### EXERCISE DETAILS
Locate the line that contains "Query: white cloud". Copy it and every following line through the end of the records, exactly, and include nothing else.

==============================

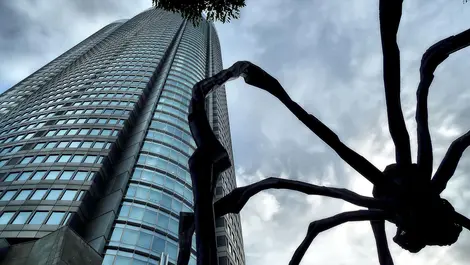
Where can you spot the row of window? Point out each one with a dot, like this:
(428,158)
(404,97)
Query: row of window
(173,130)
(164,165)
(155,196)
(132,89)
(173,103)
(149,216)
(110,95)
(72,144)
(101,111)
(161,180)
(165,151)
(38,218)
(105,103)
(91,121)
(173,141)
(94,132)
(39,194)
(78,158)
(51,175)
(19,129)
(173,110)
(144,240)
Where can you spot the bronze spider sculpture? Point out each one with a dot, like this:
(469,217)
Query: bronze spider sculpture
(404,193)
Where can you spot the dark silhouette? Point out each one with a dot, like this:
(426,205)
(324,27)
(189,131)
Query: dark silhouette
(404,193)
(222,11)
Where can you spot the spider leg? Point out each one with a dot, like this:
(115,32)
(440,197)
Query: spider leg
(319,226)
(448,165)
(256,76)
(433,56)
(378,227)
(390,15)
(462,220)
(237,198)
(185,234)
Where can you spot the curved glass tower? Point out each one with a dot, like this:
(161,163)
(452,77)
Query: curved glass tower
(98,140)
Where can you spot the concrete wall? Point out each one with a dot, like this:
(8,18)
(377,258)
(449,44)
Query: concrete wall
(62,247)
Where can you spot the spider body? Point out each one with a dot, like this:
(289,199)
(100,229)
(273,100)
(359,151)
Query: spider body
(406,193)
(422,217)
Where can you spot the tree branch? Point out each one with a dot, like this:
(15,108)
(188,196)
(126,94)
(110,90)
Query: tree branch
(319,226)
(390,15)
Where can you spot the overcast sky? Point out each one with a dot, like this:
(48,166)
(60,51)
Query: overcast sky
(327,55)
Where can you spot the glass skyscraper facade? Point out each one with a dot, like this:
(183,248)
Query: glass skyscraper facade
(98,140)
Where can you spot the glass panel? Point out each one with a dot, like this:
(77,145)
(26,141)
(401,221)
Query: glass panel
(38,195)
(163,220)
(8,195)
(21,218)
(130,237)
(77,159)
(23,195)
(53,195)
(64,158)
(38,218)
(69,195)
(66,175)
(52,174)
(136,213)
(38,175)
(6,217)
(55,218)
(158,244)
(144,240)
(81,175)
(116,236)
(25,175)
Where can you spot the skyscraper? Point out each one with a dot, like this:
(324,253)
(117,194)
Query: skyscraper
(97,140)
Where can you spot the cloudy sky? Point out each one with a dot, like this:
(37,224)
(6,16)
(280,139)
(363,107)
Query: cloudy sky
(327,55)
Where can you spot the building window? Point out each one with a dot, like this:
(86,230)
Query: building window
(38,218)
(53,194)
(69,195)
(21,218)
(23,195)
(6,217)
(8,195)
(38,195)
(55,218)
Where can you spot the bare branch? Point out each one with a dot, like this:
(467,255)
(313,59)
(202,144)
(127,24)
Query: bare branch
(319,226)
(390,15)
(237,198)
(378,227)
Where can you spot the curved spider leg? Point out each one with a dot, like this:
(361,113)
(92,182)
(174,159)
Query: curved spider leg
(462,220)
(378,227)
(237,198)
(185,234)
(390,15)
(319,226)
(446,169)
(433,56)
(256,76)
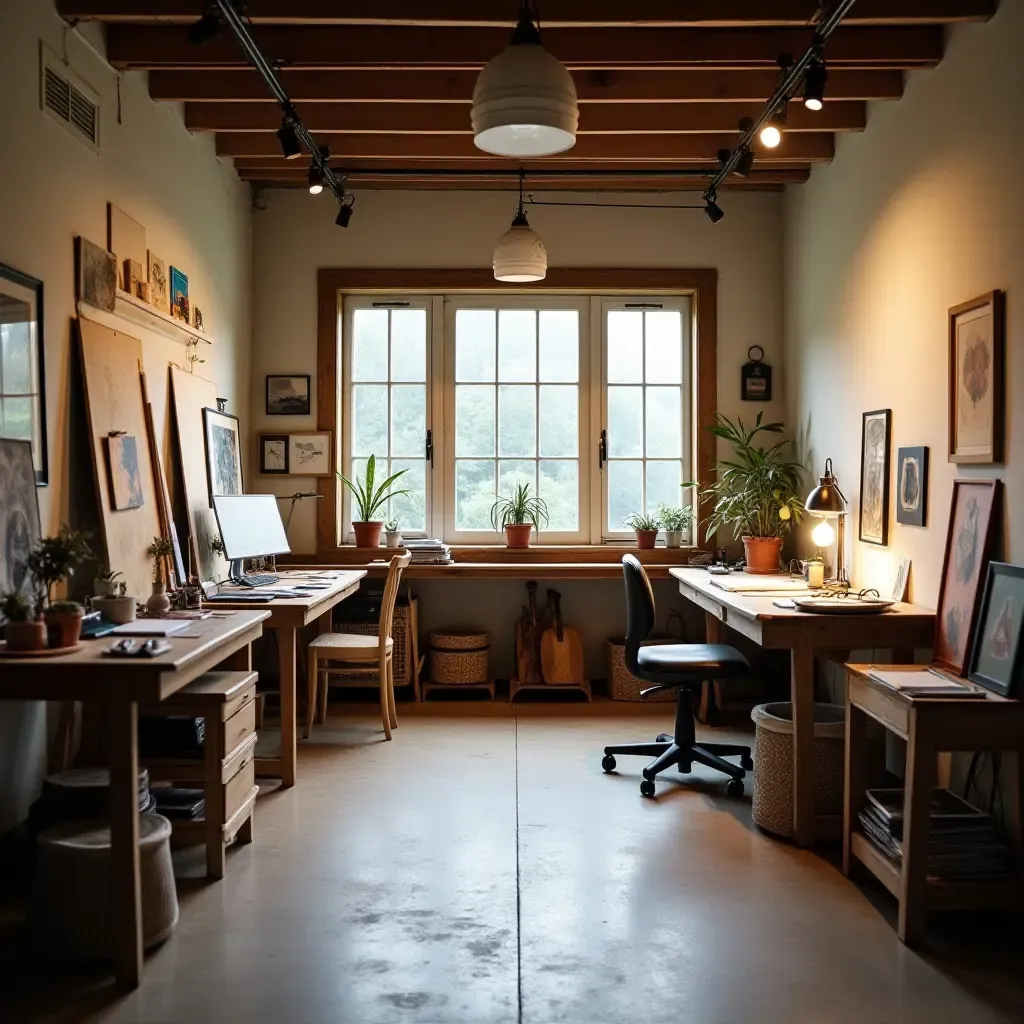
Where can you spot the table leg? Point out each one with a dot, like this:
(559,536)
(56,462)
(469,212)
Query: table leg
(916,809)
(289,721)
(122,739)
(802,695)
(855,781)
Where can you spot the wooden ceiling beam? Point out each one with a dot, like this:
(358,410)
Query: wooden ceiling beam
(456,87)
(132,46)
(448,119)
(806,146)
(557,13)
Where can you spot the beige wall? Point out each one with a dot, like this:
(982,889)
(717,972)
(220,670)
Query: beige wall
(296,233)
(922,212)
(197,214)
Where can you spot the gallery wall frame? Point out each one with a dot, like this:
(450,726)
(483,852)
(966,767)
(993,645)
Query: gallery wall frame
(977,387)
(22,302)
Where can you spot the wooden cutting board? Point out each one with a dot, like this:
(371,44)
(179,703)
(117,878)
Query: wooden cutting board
(561,647)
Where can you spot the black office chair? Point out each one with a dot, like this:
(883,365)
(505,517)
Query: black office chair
(675,666)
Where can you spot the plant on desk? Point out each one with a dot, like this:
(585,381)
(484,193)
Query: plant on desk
(756,492)
(159,603)
(53,560)
(518,515)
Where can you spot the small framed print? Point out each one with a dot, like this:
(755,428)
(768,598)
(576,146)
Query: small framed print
(976,386)
(273,454)
(288,394)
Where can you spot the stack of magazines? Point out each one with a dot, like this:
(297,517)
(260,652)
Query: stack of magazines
(428,552)
(962,840)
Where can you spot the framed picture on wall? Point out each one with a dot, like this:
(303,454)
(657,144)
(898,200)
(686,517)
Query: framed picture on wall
(875,476)
(976,385)
(23,377)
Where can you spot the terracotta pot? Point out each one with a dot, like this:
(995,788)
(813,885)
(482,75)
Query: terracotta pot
(517,535)
(368,535)
(64,628)
(29,635)
(761,553)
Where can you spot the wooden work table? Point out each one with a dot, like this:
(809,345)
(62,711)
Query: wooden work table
(286,616)
(121,685)
(806,636)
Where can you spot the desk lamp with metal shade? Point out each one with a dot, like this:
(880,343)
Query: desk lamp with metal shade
(826,502)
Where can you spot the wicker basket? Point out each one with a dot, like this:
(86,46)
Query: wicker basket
(459,657)
(623,685)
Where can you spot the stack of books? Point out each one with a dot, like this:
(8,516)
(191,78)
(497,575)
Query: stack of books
(428,552)
(962,840)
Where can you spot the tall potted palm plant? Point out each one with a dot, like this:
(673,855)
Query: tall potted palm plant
(757,491)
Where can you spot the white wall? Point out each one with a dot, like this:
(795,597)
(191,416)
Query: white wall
(922,212)
(197,214)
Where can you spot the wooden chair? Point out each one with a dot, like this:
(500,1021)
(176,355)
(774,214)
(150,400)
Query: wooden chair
(353,650)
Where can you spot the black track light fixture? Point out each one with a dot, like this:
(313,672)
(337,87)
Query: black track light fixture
(814,85)
(289,139)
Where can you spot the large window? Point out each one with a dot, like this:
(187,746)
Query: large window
(587,398)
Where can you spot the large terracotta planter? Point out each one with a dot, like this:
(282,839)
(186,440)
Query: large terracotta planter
(517,535)
(762,553)
(368,535)
(30,635)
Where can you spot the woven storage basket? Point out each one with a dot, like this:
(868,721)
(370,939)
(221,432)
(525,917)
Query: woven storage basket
(623,685)
(772,806)
(459,657)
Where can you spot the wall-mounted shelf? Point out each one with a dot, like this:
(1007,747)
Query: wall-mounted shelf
(127,307)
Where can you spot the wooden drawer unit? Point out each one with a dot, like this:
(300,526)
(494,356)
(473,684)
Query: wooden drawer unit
(226,700)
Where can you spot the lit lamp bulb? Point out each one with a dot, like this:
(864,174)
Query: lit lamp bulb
(822,535)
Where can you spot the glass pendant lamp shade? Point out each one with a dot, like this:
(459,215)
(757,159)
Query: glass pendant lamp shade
(524,101)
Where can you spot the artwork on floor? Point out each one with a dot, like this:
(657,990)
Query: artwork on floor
(976,385)
(288,394)
(126,479)
(970,540)
(23,380)
(911,486)
(156,271)
(309,455)
(179,295)
(997,662)
(223,453)
(273,453)
(875,476)
(97,274)
(18,514)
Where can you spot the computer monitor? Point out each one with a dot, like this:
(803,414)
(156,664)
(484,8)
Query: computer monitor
(250,527)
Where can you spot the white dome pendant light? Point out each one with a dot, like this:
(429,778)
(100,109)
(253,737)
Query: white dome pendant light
(524,100)
(519,255)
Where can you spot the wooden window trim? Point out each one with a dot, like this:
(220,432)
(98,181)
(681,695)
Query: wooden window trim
(335,282)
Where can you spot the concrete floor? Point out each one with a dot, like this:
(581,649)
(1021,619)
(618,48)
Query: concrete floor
(480,868)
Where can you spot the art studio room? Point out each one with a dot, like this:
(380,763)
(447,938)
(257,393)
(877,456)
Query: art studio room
(510,512)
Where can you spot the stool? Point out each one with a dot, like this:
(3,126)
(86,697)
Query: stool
(70,914)
(226,701)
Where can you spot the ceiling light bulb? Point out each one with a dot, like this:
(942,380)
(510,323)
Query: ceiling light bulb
(823,535)
(524,100)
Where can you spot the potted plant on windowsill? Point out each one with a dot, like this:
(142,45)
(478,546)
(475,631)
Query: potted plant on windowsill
(23,630)
(675,522)
(646,527)
(370,500)
(518,515)
(756,492)
(54,560)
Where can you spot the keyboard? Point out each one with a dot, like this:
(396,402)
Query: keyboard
(256,580)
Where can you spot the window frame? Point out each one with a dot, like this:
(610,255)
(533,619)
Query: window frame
(334,284)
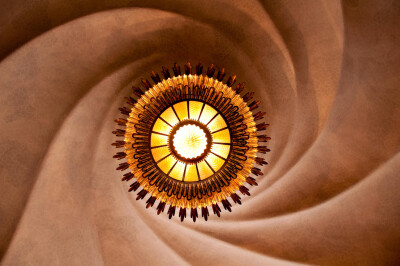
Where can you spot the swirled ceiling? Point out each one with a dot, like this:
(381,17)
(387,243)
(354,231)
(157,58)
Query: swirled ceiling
(327,73)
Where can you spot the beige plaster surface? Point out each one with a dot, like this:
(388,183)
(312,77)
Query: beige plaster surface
(328,75)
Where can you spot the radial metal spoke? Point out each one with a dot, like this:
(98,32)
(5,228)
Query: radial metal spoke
(165,121)
(173,109)
(160,146)
(159,133)
(163,158)
(219,156)
(219,130)
(184,173)
(202,108)
(170,170)
(209,166)
(212,118)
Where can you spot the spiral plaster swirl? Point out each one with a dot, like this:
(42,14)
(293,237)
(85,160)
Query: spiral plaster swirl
(327,73)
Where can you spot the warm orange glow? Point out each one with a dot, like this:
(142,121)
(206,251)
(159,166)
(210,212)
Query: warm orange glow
(190,141)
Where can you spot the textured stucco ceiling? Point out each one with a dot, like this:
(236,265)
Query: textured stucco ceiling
(328,76)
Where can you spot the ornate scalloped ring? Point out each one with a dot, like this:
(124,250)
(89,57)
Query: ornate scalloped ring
(191,141)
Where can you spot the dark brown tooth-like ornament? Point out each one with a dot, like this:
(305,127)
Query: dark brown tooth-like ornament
(191,141)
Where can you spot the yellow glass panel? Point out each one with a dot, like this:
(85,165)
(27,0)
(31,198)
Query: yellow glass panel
(207,114)
(215,162)
(191,173)
(204,170)
(221,149)
(195,109)
(158,140)
(169,116)
(217,123)
(181,110)
(166,164)
(222,136)
(161,127)
(159,153)
(178,170)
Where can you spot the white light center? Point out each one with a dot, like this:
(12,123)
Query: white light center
(190,141)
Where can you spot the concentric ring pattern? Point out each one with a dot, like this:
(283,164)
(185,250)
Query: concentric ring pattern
(326,72)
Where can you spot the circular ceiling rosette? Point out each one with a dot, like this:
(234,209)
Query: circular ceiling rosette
(191,141)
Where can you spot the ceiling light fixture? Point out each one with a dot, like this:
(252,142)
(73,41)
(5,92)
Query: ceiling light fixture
(191,141)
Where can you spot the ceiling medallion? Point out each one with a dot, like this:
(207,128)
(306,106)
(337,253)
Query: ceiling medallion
(191,141)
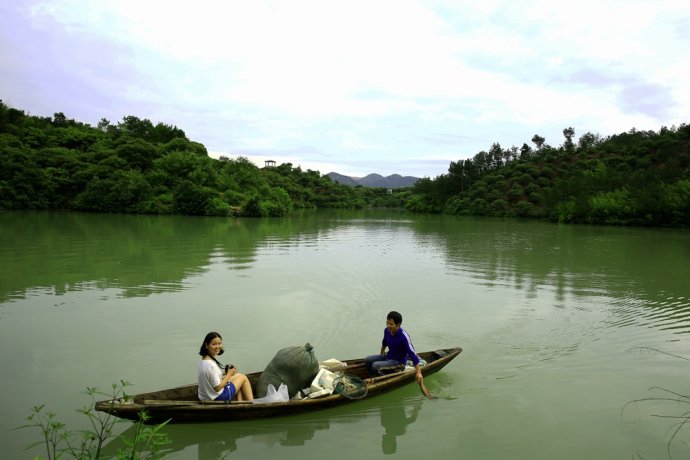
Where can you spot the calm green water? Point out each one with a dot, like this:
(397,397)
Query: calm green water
(551,319)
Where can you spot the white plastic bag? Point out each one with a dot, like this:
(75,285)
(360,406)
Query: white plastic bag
(322,385)
(273,395)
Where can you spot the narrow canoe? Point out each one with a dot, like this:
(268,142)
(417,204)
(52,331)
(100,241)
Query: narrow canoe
(180,404)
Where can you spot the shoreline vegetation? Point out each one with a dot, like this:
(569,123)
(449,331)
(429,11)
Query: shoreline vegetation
(637,178)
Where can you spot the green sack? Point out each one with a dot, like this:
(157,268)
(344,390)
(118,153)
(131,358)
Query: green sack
(296,367)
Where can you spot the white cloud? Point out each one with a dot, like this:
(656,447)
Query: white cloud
(347,83)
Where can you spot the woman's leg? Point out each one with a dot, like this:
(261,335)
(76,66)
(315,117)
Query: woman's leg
(244,388)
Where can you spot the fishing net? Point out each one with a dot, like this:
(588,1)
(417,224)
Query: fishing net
(350,386)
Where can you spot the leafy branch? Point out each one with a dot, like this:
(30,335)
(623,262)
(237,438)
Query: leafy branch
(146,442)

==============================

### FINAL ANSWER
Query: white cloud
(347,83)
Where can you spot the woman's leg? Point out each one with a dot, like this:
(261,335)
(76,66)
(315,117)
Query: woman's leg
(244,388)
Where can you spot the fishing net? Point out each one with a dot, like this:
(588,1)
(417,224)
Query: fishing net
(350,386)
Where can you spot the leafy branch? Point out each one with a dot, like this:
(30,335)
(623,262)
(237,438)
Query: leafy branch
(146,442)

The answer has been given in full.